YOUR INSTRUCTIONS. Write the material out again exactly as it stands.

ENTRIES SUPPLIED.
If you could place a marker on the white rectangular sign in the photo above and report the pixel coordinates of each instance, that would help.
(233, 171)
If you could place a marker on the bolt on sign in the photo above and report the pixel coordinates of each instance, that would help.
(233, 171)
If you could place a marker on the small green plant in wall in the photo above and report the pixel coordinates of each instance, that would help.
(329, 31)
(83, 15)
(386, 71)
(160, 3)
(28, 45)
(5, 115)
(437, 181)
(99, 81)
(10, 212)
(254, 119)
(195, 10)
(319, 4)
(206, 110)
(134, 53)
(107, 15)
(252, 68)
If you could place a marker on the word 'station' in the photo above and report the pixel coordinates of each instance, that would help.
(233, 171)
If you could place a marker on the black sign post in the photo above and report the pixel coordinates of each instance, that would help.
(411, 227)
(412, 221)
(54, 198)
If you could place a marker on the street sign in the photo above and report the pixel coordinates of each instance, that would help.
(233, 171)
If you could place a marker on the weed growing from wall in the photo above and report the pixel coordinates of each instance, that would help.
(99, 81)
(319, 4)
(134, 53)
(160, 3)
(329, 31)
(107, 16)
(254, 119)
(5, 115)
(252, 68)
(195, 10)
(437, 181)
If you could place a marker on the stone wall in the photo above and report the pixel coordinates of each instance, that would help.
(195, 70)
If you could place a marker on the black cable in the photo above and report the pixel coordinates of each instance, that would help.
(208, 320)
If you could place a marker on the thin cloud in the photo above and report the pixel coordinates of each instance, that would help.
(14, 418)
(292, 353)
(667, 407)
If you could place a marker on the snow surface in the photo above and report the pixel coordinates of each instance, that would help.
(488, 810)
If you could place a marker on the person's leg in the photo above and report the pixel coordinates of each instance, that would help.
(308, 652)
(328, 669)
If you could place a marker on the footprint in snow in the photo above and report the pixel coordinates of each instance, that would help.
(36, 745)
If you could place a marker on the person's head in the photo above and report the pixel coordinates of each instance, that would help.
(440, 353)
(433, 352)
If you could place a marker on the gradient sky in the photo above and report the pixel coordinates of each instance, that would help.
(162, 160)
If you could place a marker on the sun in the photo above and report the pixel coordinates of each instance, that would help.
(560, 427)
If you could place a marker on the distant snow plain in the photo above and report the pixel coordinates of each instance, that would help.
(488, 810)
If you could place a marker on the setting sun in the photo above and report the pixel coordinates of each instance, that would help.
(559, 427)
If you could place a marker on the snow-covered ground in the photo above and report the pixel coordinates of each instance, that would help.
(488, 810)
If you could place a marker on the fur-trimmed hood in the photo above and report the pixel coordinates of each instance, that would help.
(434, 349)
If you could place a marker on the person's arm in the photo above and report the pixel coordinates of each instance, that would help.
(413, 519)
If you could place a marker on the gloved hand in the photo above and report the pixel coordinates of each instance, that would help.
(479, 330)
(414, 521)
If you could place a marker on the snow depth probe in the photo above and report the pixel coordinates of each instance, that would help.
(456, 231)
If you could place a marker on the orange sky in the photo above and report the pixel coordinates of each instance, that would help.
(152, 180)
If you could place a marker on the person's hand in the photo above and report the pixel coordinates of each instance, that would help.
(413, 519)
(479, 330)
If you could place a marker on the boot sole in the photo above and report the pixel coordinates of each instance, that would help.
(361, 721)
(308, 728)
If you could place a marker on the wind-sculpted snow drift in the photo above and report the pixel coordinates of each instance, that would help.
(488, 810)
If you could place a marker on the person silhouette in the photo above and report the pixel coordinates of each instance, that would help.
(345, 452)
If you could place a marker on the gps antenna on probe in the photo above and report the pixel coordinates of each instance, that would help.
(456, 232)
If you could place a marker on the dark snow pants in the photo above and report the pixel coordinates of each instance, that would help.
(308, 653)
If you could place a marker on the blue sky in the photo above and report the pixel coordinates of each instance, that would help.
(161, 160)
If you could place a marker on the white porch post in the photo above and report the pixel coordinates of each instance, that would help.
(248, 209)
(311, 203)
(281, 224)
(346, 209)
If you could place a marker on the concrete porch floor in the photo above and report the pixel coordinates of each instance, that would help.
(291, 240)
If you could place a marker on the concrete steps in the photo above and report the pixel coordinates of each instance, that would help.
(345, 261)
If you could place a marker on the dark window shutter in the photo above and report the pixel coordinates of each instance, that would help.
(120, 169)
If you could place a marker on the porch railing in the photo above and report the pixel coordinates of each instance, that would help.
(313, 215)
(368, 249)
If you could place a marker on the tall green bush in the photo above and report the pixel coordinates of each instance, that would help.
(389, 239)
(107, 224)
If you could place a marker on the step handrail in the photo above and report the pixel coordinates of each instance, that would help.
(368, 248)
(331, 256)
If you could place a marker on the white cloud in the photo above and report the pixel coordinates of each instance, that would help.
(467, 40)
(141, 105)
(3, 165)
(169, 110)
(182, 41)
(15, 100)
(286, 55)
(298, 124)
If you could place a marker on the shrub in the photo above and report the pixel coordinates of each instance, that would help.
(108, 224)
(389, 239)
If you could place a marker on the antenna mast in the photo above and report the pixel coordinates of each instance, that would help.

OUTPUT OF THE EXERCISE.
If you could place a marker on the white rectangular sign in the photo above and report the pixel coordinates of each instance, that would help.
(233, 171)
If you could place a marker on the bolt on sign in the photo above and report the pixel coordinates of each instance, that would help.
(233, 171)
If you could place a marker on the small green plant in wall in the photo above and report the pixel coordinates of each instance, that would help.
(329, 31)
(83, 15)
(386, 71)
(160, 3)
(28, 45)
(5, 115)
(437, 181)
(99, 81)
(10, 212)
(254, 119)
(195, 10)
(319, 4)
(206, 110)
(134, 53)
(107, 15)
(252, 68)
If you could place a marker on the word 'station' in the photo above and report the pixel coordinates of each instance, that would help.
(233, 171)
If you could place a marker on the black sign post in the photo above and report the pixel coordinates of each instance, that would help.
(411, 227)
(412, 221)
(54, 198)
If you could place a marker on the street sign in the photo above and report the pixel coordinates of each instance, that would help.
(233, 171)
If you could place a marker on the weed growing from wall in the photo above and report the pixel coordinates of each instance, that would help.
(99, 81)
(319, 4)
(134, 53)
(160, 3)
(329, 31)
(107, 16)
(254, 119)
(5, 115)
(252, 68)
(195, 10)
(437, 181)
If you could place a marker on the stone wall in the photo above and report the pixel coordinates of each instance, that would help.
(195, 70)
If you could place a marker on the black cable in the photo above and report the pixel coordinates of each instance, that would help.
(208, 320)
If you could place a marker on the thin cloud in the photo above and report the pixel coordinates of each instance, that would help.
(14, 418)
(292, 353)
(667, 407)
If you could place a marker on the snow surface in the photo above and report the pixel coordinates of each instance, that would help.
(488, 810)
If you could place a marker on the person's leg in the photo above and report the pixel coordinates of each instance, that would help.
(308, 652)
(328, 669)
If you could place a marker on the footprint in snow in the photo above and report the pixel coordinates of each instance, that would help.
(36, 745)
If you could place a marker on the person's head in the photo above and report the pixel coordinates of each instance, that would help.
(440, 353)
(433, 352)
If you could place a marker on the gradient sky in the photo above and report the pixel coordinates of each instance, that would help.
(162, 160)
If you could place a marker on the sun in the photo above and report the pixel coordinates of each instance, that would help.
(560, 427)
If you could place a marker on the distant snow plain in the photo above and report the pixel coordinates of each instance, that would help.
(488, 810)
If you could place a marker on the setting sun in the photo above and report the pixel coordinates of each instance, that would help.
(559, 427)
If you could place a marker on the snow-covered ground in the photo above and report the pixel coordinates of each instance, that would help.
(488, 810)
If you could place a marker on the fur-trimmed hood in the photo above and report the pixel coordinates of each instance, that would help.
(434, 349)
If you could place a marker on the person's arm in the photo above and report the pixel coordinates of each instance, that would help.
(413, 519)
If you could place a marker on the gloved hand in the photo above and report the pixel coordinates of each instance, that would help.
(479, 330)
(414, 521)
If you could place a marker on the snow depth probe in the photo above and report the pixel coordinates of each instance, that would help.
(456, 231)
If you could place a marker on the orange sky in the photo above and report the pixel coordinates of each instance, that would help.
(152, 180)
If you could place a marker on the person's hand in the photo above and report the pixel coordinates of each instance, that would help.
(413, 519)
(479, 330)
If you could place a marker on the boot sole in the photo above and report the pixel coordinates of each instance, that would help.
(361, 721)
(308, 728)
If you could place a marker on the wind-sculpted snow drift in the photo above and report the pixel coordinates of each instance, that would help.
(488, 810)
If you could place a marker on the person silhouette in the photo above and report the pixel coordinates of each instance, that would help.
(345, 452)
If you could place a marker on the gps antenna on probe in the photo above and report the pixel coordinates of each instance, that would help.
(456, 232)
If you could place a marker on the dark snow pants in the photo above and report the pixel coordinates of each instance, that would help.
(308, 653)
If you could place a marker on the blue sky in the photo above and report the pixel coordinates of each instance, that would help.
(161, 160)
If you could place a marker on the white porch post in the photo above and report the pixel coordinates of each instance, that would help.
(248, 209)
(311, 203)
(281, 224)
(346, 209)
If you could place a marker on the concrete porch floor in the photo above and report the pixel coordinates of each instance, that would help.
(291, 240)
If you could place a marker on the concrete steps in the photo above and report the pixel coordinates of each instance, that would help.
(345, 261)
If you could place a marker on the dark window shutter in the photo above and report the pixel coordinates of each instance, that would help.
(120, 169)
If you could place a marker on the porch railing in the photo above and report the pixel coordinates of each instance, that would help.
(313, 215)
(368, 249)
If you could place a marker on the tall green bush in the photo above and report the pixel coordinates of each instance, that would help.
(389, 239)
(107, 224)
If you could place a marker on the step handrail in the photo above and report the pixel coordinates of each instance, that would help.
(368, 248)
(331, 256)
If you could place a marker on the white cloud in the photo above and report the pixel coordinates of each instance, that would help.
(467, 40)
(141, 105)
(3, 165)
(169, 110)
(182, 41)
(15, 100)
(286, 55)
(298, 124)
If you could place a marker on the shrub in the photo above and report the pixel coordinates of each instance, that would help.
(108, 224)
(389, 239)
If you could place a marker on the antenna mast in the photo above and report the pixel coordinates of each instance, that would help.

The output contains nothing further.